#### [Task requirements]
Copy the data exactly. No line may be skipped.

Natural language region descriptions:
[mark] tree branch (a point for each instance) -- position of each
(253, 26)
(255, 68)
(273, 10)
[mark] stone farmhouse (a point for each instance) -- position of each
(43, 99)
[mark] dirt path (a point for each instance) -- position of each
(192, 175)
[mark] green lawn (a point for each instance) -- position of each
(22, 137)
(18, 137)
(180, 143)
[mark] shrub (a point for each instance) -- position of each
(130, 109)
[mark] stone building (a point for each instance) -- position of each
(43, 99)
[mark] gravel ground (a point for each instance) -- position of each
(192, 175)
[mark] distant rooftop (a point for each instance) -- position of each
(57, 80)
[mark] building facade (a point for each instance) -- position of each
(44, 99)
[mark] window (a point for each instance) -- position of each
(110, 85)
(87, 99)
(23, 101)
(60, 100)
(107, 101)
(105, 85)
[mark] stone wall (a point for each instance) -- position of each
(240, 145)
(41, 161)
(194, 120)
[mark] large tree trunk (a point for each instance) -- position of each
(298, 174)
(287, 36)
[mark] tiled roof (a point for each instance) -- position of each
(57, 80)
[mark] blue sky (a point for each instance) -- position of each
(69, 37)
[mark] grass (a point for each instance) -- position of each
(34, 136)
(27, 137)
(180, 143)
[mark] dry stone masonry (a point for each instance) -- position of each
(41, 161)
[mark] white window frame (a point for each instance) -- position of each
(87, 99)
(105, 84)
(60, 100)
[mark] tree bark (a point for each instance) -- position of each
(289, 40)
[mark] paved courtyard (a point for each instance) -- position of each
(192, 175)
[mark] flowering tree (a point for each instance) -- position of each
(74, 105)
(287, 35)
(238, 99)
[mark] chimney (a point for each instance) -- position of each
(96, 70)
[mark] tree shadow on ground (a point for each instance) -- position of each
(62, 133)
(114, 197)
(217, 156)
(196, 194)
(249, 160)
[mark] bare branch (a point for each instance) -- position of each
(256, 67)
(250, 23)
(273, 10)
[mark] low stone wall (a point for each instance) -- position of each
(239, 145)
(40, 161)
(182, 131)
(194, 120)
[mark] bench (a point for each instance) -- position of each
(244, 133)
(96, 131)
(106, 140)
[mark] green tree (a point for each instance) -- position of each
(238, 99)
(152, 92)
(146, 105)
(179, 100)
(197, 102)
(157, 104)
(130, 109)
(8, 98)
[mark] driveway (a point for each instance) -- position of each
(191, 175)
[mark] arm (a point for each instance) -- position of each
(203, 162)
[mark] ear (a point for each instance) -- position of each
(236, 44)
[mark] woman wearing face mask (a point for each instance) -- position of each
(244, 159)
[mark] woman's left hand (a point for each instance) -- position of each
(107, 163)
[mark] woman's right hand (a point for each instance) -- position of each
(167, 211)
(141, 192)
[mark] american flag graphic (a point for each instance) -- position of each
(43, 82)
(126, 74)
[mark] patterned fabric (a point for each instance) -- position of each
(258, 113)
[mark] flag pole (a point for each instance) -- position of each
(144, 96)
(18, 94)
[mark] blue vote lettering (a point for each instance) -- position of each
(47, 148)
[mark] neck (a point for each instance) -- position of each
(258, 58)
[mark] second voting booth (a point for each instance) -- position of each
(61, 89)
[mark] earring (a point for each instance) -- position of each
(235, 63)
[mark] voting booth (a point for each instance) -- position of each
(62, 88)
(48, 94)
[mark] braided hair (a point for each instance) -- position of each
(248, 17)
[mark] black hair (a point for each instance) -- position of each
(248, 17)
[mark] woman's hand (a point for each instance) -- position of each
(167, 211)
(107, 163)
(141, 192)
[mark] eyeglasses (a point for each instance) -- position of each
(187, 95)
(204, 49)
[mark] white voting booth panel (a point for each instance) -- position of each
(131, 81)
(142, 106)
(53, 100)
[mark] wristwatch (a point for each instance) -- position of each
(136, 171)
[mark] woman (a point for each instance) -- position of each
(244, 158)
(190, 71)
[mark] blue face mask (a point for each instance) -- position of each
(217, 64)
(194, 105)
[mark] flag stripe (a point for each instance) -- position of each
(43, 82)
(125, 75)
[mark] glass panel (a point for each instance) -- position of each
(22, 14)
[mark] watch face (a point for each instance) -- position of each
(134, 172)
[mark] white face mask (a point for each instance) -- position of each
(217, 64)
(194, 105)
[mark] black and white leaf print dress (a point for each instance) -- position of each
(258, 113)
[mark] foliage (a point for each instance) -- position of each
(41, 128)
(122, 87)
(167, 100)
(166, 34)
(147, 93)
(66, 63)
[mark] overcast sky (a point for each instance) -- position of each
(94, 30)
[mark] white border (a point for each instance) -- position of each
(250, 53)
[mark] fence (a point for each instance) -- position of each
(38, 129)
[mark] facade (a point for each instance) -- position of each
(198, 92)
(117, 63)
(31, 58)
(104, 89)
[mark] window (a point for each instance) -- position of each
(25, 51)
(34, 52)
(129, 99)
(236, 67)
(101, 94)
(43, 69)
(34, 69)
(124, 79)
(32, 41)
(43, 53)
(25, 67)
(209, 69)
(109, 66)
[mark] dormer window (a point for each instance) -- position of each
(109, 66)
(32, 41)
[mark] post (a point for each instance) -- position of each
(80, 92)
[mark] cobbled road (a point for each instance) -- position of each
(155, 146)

#### [Exercise result]
[mark] tree branch (a point for each instance) -- position of each
(253, 26)
(255, 68)
(273, 10)
[mark] stone farmhouse (a point for each instance) -- position of each
(43, 99)
[mark] dirt path (a point for each instance) -- position of each
(192, 175)
[mark] green lawn (a point for each instance) -- position of each
(22, 137)
(18, 137)
(180, 143)
[mark] shrub (a point for each instance) -- position of each
(130, 109)
[mark] stone building (a point for each instance) -- position of each
(43, 99)
[mark] gravel ground (a point for each instance) -- position of each
(192, 175)
[mark] distant rooftop (a point for each instance) -- position of each
(57, 80)
[mark] building facade (a point for each instance) -- position of each
(44, 99)
[mark] window (a point for each instance) -- position of each
(110, 85)
(87, 99)
(23, 101)
(60, 100)
(107, 101)
(105, 85)
[mark] stone wall (a point for each instance) -- position of each
(240, 145)
(41, 161)
(194, 120)
[mark] large tree trunk (a point for each instance) -- position of each
(298, 174)
(287, 36)
[mark] tiled roof (a point for each instance) -- position of each
(57, 80)
[mark] blue sky (a point for each instance) -- position of each
(69, 37)
[mark] grass (a point for each instance) -- position of each
(34, 136)
(27, 137)
(180, 143)
[mark] dry stone masonry (a point for each instance) -- position of each
(41, 161)
[mark] white window frame (a point for each instance) -- position of each
(87, 99)
(105, 84)
(60, 100)
[mark] tree bark (a point for each instance) -- position of each
(289, 40)
[mark] paved courtyard (a point for each instance) -- position of each
(192, 175)
[mark] flowering tree (a point for each instance) -- position of each
(74, 105)
(287, 35)
(238, 99)
[mark] chimney (a point for each instance) -- position of each
(96, 70)
[mark] tree shadow on ground (a point for each instance) -- position of each
(62, 133)
(114, 197)
(217, 156)
(196, 194)
(249, 160)
[mark] bare branch (a point for each instance) -- position of each
(256, 67)
(250, 23)
(273, 10)
[mark] low stone wall (a point for each instance) -- position of each
(239, 145)
(40, 161)
(182, 131)
(194, 120)
[mark] bench (a point for each instance) -- position of each
(244, 133)
(96, 131)
(106, 140)
[mark] green tree (a point for each instance) -- position of each
(238, 99)
(152, 92)
(146, 105)
(179, 100)
(197, 102)
(157, 104)
(130, 109)
(8, 98)
[mark] driveway (a point for each instance) -- position of each
(191, 175)
[mark] arm (a point for each instance) -- position of each
(203, 162)
[mark] ear (a point for each instance) -- position of each
(236, 44)
[mark] woman wearing face mask (a point for each instance) -- position of each
(244, 159)
[mark] woman's left hand (a point for each instance) -- position of each
(107, 163)
[mark] woman's right hand (a point for each instance) -- position of each
(167, 211)
(141, 192)
[mark] american flag graphic (a point for each instance) -- position of each
(43, 82)
(126, 74)
[mark] patterned fabric (a point for each instance) -- position of each
(258, 113)
[mark] flag pole (a point for each instance) -- position of each
(144, 96)
(18, 94)
[mark] blue vote lettering (a point for each instance) -- position of each
(47, 148)
[mark] neck (a point for each instance) -- position of each
(258, 58)
[mark] second voting booth (a point for each instance) -- position of each
(61, 89)
[mark] earring (a point for each instance) -- position of each
(235, 63)
[mark] voting booth (a point for each instance) -- position of each
(62, 88)
(48, 94)
[mark] braided hair (a point for each instance) -- position of each
(248, 17)
[mark] black hair (a point for each instance) -- position of each
(248, 17)
[mark] woman's hand (a point for each instance) -- position of each
(167, 211)
(107, 163)
(141, 192)
[mark] eyeglasses (a point for each instance) -- position of each
(187, 95)
(204, 49)
[mark] white voting booth panel (a point for each instance) -- position of each
(131, 81)
(142, 106)
(53, 100)
[mark] wristwatch (a point for each instance) -- position of each
(136, 171)
[mark] woman (a point for each instance) -- position of each
(244, 158)
(190, 71)
[mark] blue face mask (a point for each instance) -- position of each
(217, 64)
(194, 105)
[mark] flag stripe (a point for each instance) -- position of each
(43, 82)
(125, 75)
[mark] glass panel (a point for each instance) -- position of each
(22, 14)
[mark] watch face (a point for each instance) -- position of each
(134, 172)
[mark] white face mask (a point for each instance) -- position of each
(217, 64)
(194, 105)
[mark] black and white leaf print dress (a point for each instance) -- position of each
(258, 113)
[mark] foliage (a point for each instance) -- position of each
(41, 128)
(122, 87)
(167, 100)
(166, 34)
(147, 93)
(66, 63)
[mark] overcast sky (a point for each instance) -- position of each
(94, 30)
[mark] white border (a point for each instance) -- position of each
(250, 53)
[mark] fence (a point for each instance) -- position of each
(38, 129)
[mark] facade (a point for each instance) -- position of each
(198, 92)
(117, 63)
(31, 58)
(104, 89)
[mark] window (a point for each instance) -- position of each
(25, 51)
(34, 52)
(129, 99)
(236, 67)
(101, 94)
(43, 69)
(34, 69)
(124, 79)
(32, 41)
(43, 53)
(25, 67)
(209, 69)
(109, 66)
[mark] dormer window (a point for each instance) -- position of each
(109, 66)
(32, 41)
[mark] post (a point for each instance) -- position of each
(80, 92)
[mark] cobbled road (a point for each instance) -- position of each
(155, 146)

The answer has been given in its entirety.